## YOUR TASK
Retype the whole listing below word for word, but leave out the pictures.

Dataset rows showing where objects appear
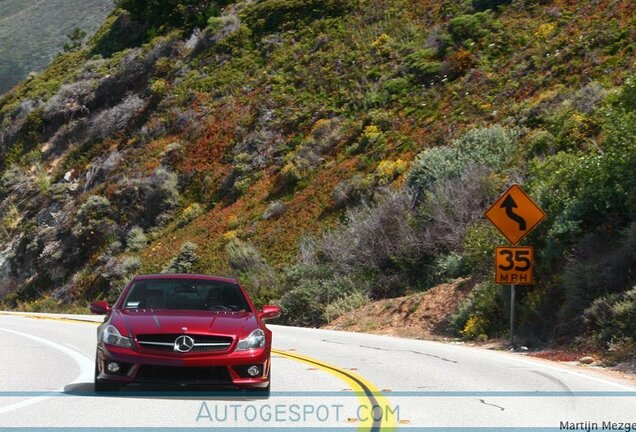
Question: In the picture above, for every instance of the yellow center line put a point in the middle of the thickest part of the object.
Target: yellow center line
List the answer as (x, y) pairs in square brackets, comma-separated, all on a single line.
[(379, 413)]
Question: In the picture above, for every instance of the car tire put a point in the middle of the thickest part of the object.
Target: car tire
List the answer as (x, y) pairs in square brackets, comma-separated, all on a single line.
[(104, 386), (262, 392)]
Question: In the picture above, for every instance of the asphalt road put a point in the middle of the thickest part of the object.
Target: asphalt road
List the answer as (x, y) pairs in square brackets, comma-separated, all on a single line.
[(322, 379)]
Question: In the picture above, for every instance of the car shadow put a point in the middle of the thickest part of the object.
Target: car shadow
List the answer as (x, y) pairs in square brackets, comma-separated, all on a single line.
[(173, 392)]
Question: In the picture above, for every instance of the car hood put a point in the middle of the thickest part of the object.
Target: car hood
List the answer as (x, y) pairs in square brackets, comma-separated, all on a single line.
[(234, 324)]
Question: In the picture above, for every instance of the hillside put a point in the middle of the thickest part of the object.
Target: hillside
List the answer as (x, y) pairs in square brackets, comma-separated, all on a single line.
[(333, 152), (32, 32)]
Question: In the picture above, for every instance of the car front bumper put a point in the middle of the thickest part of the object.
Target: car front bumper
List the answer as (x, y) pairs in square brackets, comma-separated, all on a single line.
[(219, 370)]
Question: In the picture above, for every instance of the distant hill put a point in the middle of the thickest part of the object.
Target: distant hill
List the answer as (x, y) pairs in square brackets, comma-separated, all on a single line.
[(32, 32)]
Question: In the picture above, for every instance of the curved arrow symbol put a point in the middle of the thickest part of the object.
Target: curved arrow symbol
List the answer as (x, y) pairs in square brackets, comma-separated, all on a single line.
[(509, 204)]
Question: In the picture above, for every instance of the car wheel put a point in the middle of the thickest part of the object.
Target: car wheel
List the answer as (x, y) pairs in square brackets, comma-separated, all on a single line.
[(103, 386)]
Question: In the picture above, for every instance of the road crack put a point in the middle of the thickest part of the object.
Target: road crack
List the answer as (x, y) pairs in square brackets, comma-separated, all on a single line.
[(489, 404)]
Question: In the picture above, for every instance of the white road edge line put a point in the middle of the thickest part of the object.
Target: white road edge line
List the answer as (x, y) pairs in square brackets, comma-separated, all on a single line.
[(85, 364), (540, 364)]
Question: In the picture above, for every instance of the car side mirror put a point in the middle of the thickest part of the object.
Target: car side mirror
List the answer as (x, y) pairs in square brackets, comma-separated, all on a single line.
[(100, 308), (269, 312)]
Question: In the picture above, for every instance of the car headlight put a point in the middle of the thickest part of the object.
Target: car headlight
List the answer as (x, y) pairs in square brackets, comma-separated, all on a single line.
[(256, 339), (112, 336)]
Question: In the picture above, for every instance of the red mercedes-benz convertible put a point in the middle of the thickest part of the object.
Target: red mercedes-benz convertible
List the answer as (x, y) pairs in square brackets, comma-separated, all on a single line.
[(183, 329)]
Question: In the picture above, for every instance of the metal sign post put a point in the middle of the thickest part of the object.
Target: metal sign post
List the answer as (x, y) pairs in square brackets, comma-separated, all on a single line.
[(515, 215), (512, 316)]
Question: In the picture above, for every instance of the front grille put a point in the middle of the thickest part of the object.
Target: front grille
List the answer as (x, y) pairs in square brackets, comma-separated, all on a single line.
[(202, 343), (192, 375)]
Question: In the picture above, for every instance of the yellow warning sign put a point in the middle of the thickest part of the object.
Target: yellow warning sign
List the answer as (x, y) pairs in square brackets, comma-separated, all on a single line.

## RESULT OF THE EXERCISE
Question: In the picture above, for every instance of the yellow center line put a point in the middle of the thickest part of the object.
Target: yellow center line
List the answer as (x, y) pairs in square brackets, comma-separated, all on a single line.
[(379, 413)]
Question: In the picture above, for every instance of the car tire put a point in the middle of the thickest part of the object.
Target: car tire
List the answer as (x, y) pairs in square brackets, comma-separated, all on a single line.
[(104, 386), (262, 392)]
Question: In the picture above, for every instance of the asphalt road put a point in the middle of the thickest part of the object.
Target: asphalt road
List the answer as (x, y) pairs in square brackets, comma-separated, all on a single line.
[(322, 379)]
Question: In the picture above, for every instance of the car shadow put a point in the middle of the thickest part of the object.
Target: car shadow
List the answer as (x, y) pairs in square brackets, comma-separated, all on a single line.
[(173, 392)]
Question: In the picture above, for every instance of the car hood put a point in the middle of the thickest part of the object.
Target: car hood
List the answer as (x, y) pairs in square brackets, comma-separated, all on a single line.
[(234, 324)]
Question: In the picture above, for every instance of the hillside put a point in the middle of the thickest part of the object.
Target: hillside
List the answer as (x, y) pairs in square brackets, comma-separated, all on a single line.
[(333, 152), (32, 32)]
Question: In the picture above, for every instance of the car front bumper put a point in the middle of the thickest part of the object.
Target: car front bumper
List the answer as (x, y) pairs in square brackets, comma-separated, all on a single line.
[(219, 370)]
Question: In the picture above, for every instance of the distant hill put a point in the middle of the thickest part of the object.
Target: distant hill
List the answer as (x, y) pairs in square brackets, comma-separated, all on a single line.
[(32, 32)]
Question: In the picture above, for every instance of the curved arrow symbol put a point in the middle of the thickest part of the object.
Target: curved arrow symbol
List the answer as (x, y) pairs in square brackets, comma-separated, all on a single line.
[(509, 204)]
Question: In the picture above, for every instance of the car wheel put a point in the middle of the thickest part of the object.
Target: car wheel
List the answer as (x, y) pairs in square brackets, comma-separated, all on a single line.
[(103, 386)]
Question: In the picture above, for every instance of the road crack put a point in the middle of the thickest part of the object.
Target: road crack
List the answer as (x, y) pairs in square brackets, comma-separated, all on a single line.
[(489, 404)]
Question: In the picture above, for every instance of the white road edge line put a point in the middle of the thickest part of the object.
Target: white road edge line
List the answer as (x, y) pairs in square brackets, comma-separated, all on a single line.
[(85, 364), (540, 364)]
Question: In the picture above, for every instance of the car side mirror put a point in the middle of the thickest part of the object.
Target: car side mirror
List the answer as (x, y) pairs in square brackets, comma-separated, all on a single line.
[(100, 308), (269, 312)]
Question: In the picture above, for every instance of the car headlight put a point in the middle of the thickest part of the object.
Target: car headlight
List the answer as (x, y) pairs in square brackets, comma-separated, all on a single line.
[(256, 339), (112, 336)]
Question: In the picture above, for every instance of the red mercedes-benz convertible put a point in the middle of the thickest part of the object.
Target: red mercedes-benz convertible
List the answer as (x, y) pairs in square brackets, comma-separated, all on a single line.
[(183, 329)]
Question: In the picture above, for every instance of the metal sign post put a point in the middle of the thickest part of the object.
Target: metal sign post
List the answer as (x, y) pairs in square brackets, comma-separated, all on a single line.
[(515, 215), (512, 316)]
Question: In the picture above, for every instance of the front grille put a point in the middle of the thickest part of the object.
Target: front grille
List the answer as (x, y) pairs in square brackets, comma-separated, all on a single line.
[(202, 343), (192, 375)]
Question: In the picture above, for every instance of the yellow warning sign put a point in the middle of the thickest part of the object.
Target: yellow warning sign
List the answer as (x, y) pairs in square brackets, comma-separated, all on a single line.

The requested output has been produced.